▸ **THE EXERCISE**
Return, character for character, the lines in the rows below, starting with the line that contains "Where can you spot the apricot half" and going on through the last line of the rows.

[Stored records]
## Begin

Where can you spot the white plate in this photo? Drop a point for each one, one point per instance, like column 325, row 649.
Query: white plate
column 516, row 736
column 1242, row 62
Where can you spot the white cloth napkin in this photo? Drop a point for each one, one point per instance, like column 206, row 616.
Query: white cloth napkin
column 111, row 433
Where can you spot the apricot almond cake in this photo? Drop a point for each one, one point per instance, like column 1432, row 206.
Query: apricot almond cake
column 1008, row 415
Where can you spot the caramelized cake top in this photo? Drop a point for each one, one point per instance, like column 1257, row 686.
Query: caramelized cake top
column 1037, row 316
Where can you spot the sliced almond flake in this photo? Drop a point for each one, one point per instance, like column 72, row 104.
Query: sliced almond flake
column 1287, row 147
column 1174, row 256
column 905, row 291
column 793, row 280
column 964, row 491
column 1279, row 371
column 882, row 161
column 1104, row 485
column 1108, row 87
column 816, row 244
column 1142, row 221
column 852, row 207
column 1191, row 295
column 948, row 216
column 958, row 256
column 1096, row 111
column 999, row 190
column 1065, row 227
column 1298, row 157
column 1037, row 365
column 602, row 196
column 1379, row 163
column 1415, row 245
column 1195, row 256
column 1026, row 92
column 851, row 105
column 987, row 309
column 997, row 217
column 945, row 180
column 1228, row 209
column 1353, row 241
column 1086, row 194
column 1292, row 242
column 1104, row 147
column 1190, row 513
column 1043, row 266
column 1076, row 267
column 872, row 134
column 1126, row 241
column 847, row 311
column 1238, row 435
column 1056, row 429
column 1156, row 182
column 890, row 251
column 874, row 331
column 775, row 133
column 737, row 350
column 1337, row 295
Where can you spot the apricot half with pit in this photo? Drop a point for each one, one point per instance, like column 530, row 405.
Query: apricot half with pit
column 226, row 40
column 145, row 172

## End

▸ **EXPECTED OUTPUT**
Where can you spot the apricot half with pit in this photo? Drop a point for each one, one point per instance, like column 530, row 405.
Query: apricot half with pit
column 226, row 40
column 145, row 172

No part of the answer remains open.